>> Start

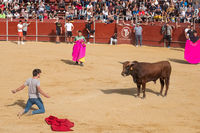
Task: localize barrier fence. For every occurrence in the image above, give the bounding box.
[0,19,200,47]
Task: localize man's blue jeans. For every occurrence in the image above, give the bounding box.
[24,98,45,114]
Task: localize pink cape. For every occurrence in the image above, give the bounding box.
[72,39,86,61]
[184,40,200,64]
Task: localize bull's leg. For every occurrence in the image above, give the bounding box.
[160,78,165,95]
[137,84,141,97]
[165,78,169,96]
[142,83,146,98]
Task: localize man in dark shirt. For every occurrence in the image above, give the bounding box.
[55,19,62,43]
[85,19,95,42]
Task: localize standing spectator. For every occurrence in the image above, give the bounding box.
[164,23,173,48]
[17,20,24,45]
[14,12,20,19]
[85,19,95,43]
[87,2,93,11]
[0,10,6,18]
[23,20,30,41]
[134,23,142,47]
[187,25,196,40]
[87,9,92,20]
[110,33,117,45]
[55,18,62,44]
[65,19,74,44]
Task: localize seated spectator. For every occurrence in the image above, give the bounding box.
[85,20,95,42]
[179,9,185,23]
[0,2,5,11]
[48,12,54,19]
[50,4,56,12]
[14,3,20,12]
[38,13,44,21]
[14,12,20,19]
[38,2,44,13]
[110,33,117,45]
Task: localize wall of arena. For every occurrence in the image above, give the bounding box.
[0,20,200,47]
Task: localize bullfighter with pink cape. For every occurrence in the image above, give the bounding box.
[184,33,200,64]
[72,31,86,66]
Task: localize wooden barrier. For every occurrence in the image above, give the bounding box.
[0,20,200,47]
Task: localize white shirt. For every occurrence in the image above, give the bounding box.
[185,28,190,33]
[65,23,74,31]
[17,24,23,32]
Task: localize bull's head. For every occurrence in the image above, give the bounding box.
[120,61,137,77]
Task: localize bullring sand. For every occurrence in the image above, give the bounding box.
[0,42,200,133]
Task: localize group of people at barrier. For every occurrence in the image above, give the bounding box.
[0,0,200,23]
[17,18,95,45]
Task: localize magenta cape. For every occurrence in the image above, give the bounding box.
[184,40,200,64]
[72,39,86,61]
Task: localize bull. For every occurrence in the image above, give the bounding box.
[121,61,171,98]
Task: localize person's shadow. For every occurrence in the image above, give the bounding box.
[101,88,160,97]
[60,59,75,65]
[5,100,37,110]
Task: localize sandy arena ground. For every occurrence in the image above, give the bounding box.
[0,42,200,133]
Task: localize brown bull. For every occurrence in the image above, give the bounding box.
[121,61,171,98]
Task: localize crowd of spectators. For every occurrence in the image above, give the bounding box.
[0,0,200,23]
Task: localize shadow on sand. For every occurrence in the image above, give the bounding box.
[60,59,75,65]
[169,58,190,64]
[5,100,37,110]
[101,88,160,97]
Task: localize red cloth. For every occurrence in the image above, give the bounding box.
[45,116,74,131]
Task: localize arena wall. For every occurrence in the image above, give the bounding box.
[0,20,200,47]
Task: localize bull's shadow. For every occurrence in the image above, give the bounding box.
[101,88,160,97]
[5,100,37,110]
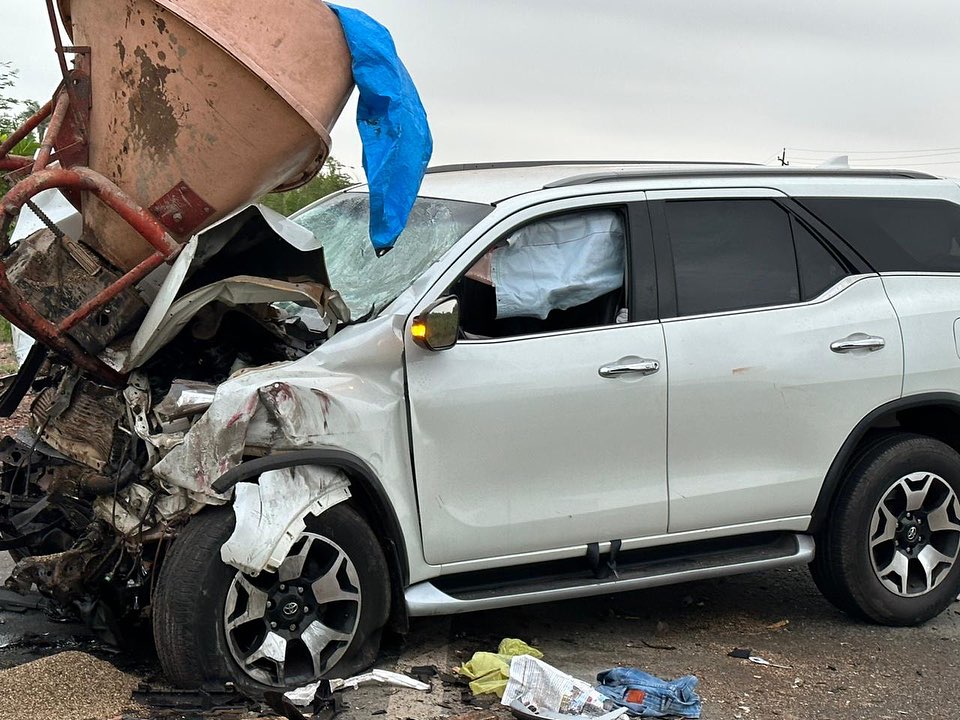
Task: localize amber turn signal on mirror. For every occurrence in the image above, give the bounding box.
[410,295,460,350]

>> End

» Goal: Rewrite everything from the start of the data down to the line containing "[85,19,95,42]", that line included, keeping each request line as is but multiplying every bounding-box coordinate by 1.15 and rounding to whole numbers, with halves rounded up. Leave out the pictures.

» Solution for this task:
Task: localize barrier fence. For every occurrence in the image above, give the bounding box.
[0,22,230,54]
Task: localize man's blue jeans. For every occurrence in the image above, give the bounding box.
[28,113,52,131]
Task: localize pink cape. For every occurrence in the image above, give the bounding box.
[83,45,99,70]
[212,46,230,74]
Task: localize bull's leg. For every occurrence in the image above, give the bounding box.
[184,90,190,109]
[158,97,162,112]
[190,90,194,110]
[163,95,168,113]
Task: localize man in dark shirt. For every occurrence in the image above, give the bounding box.
[63,22,71,49]
[98,22,109,48]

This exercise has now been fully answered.